### QUOTED PASSAGE ###
Thursday, May 10, 2018

Watch Out: Revolution Ahead!

Jim Chabin, the President & CEO of the US-based Advanced Imaging Society talks about new trends in entertainment, while on a recent visit to Kochi

By Shevlin Sebastian

There are three professionals. One is in Los Angeles, another is in London, and the third is in Kochi. All three put on their Virtual Reality goggles. They connect with each other. And then they decide to go to the Four Seasons Resort in the Maldives. “Physically we are not there,” says Jim Chabin, President & CEO of the US-based Advanced Imaging Society. “But we will be able to talk to each other and look out of the window at the sunset.”

Jim pauses and says, “Alternative reality is the most revolutionary development in the film industry. In future, we will go to school, watch movies and meet our friends in virtual reality. In Steven Spielberg's blockbuster hit, 'Ready Player One', for most of the movie, you don't know what is real and what is artificial.”

A new invention is high-dynamic-range imaging (HDR) which increases the luminosity of the image. “Thanks to HDR, the future of the flat screen is doubtful,” says Jim, who had come to attend the Global Digital Summit at Kochi. “The brightness, colour and the contrast on the TV will be as good as it is in the movie theatre. We are getting to the point where the experience of watching a movie at home is going to be every bit as good as watching it in the hall.”

Of course, 3D has already made its mark. Last year, Hollywood sold 1.2 billion 3D tickets last year. “For the opening weekends of a Star Wars or Marvel movie, around 50 per cent are 3D tickets,” says Jim. “[Director] James Cameron, who is shooting Avatar 2 in Los Angeles, has said that he is working on a technology where you don't need 3D glasses. James does not want us to wear a pair of glasses while watching his movie.”
### DATA ###
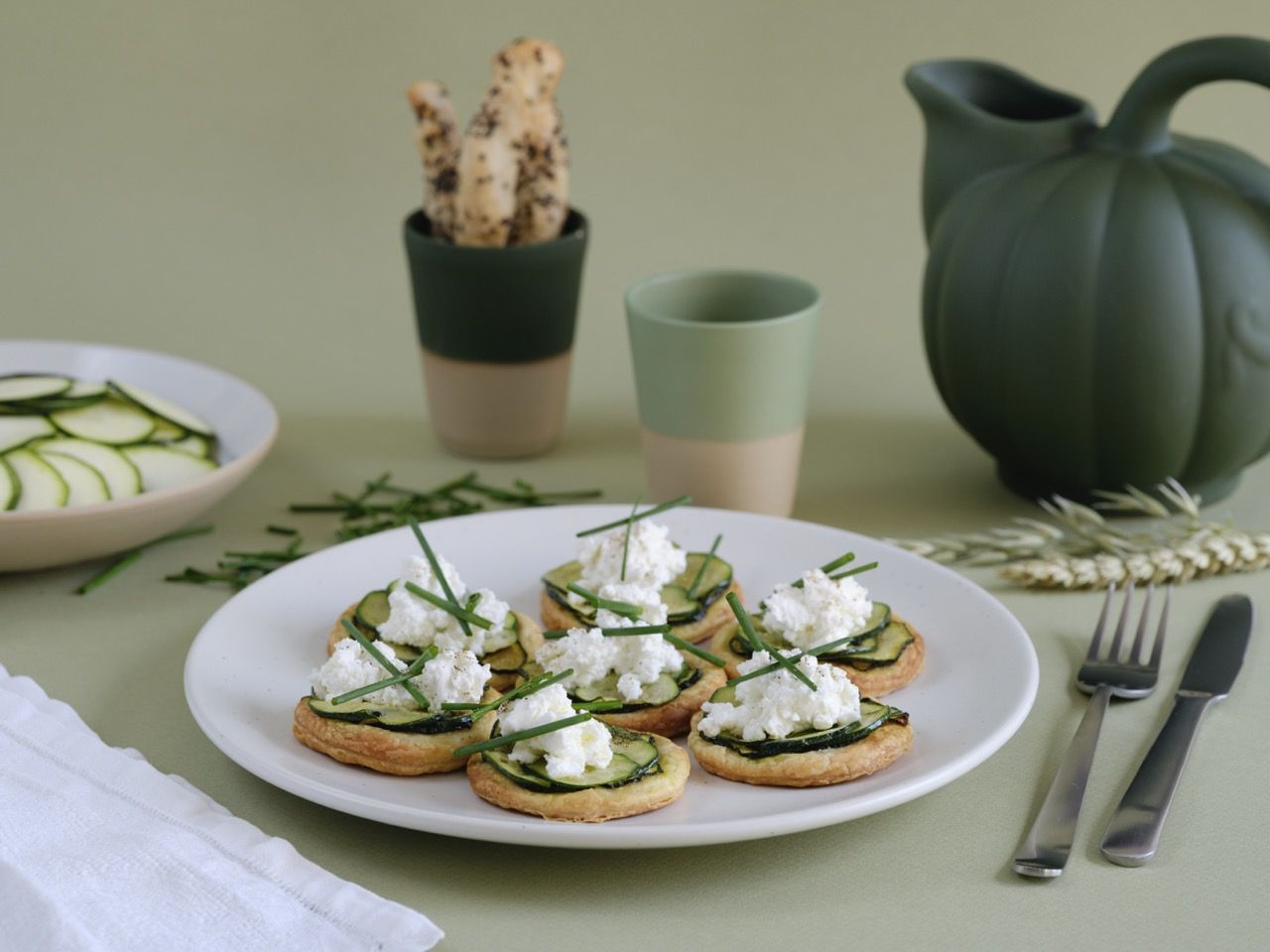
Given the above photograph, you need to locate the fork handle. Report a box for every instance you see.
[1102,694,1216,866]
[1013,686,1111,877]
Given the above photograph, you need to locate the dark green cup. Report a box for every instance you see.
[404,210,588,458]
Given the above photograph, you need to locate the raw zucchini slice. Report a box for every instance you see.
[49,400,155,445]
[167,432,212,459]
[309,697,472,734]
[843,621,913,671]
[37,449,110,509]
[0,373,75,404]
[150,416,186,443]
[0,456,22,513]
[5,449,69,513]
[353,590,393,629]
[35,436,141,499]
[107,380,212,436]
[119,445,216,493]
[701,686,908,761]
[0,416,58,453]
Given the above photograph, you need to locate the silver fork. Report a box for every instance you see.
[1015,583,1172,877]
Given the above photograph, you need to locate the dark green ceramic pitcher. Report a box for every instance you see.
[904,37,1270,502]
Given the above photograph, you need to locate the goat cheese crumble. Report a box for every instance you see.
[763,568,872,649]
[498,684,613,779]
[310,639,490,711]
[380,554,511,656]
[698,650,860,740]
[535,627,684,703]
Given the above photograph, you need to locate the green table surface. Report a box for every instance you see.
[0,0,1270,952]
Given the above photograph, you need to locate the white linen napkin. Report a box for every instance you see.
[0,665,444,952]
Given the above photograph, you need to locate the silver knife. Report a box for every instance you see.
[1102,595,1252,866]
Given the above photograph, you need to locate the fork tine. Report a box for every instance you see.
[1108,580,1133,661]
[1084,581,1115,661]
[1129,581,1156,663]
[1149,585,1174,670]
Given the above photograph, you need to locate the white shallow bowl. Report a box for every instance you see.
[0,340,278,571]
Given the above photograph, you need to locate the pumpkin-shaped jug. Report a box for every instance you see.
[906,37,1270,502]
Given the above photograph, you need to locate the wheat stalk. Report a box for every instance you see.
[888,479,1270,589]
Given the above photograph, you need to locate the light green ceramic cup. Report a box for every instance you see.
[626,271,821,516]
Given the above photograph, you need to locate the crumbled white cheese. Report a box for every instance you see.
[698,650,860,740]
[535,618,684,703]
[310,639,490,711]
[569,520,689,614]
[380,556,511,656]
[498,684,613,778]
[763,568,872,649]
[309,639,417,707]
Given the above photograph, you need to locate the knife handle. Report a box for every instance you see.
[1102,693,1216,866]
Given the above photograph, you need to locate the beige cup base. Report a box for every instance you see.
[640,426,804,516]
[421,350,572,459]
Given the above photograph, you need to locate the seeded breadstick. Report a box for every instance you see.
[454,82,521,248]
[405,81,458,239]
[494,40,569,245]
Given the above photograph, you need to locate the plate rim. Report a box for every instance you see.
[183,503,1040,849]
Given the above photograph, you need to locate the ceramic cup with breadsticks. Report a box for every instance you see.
###
* **WHAT IS NEEDED**: Continue the article on new entertainment trends, starting right after its last sentence shown.

* **RESULT FOR THIS TASK**:
Clearly, things are changing at a rapid pace. At Doha Airport at 4 a.m., while on the way to Kochi, Jim saw a girl in a baby carriage looking intently at an Ipad Tablet. “She must have been less than two years old,” he says. “These children when they grow up – it is unlikely they will watch TV or go to movie theatres.”

Everybody in Hollywood is very aware that the 12-year-olds of today are very different from earlier generations. “I am not sure these children, who have short attention spans, will have the patience to sit through a two-hour-long movie,” he says.

One who is anticipating this is Jeffrey Katzenberg, the former owner of the Dreamworks studio. He has started a new media and technology company called WndrCo. in Los Angeles that is making 10-minute movies for You Tube. “So there are seven or eight episodes of six or seven minutes each,” says Jim. “It might have stars like Leonardo De Caprio or Chris Hemsworth.”

And will they read the printed word, like the book? “I don't know,” says Jim. “I, myself, am not reading a lot. Again, while coming to Kochi, I brought a novel along because I am an avid reader. But I never took my book out. Instead, I watched ‘The Dark Tower’, ‘Victoria and Abdul’, and ‘Three Billboards Outside Ebbing, Missouri’. I learnt so much about life by reading books. So, this is a loss for me.”

Meanwhile, when asked about the functions of the Advanced Imaging Society, Jim says, “It was set up in 2009 by the leaders of the industry like Walt Disney Studios, DreamWorks Animation, Sony, Paramount, IMAX, Dolby, Panasonic, and others. The aim is to advance the creative arts and sciences of stereoscopic 3D. But as new cutting-edge technologies have come to the forefront, the society is sensitising industry professionals about these innovations.”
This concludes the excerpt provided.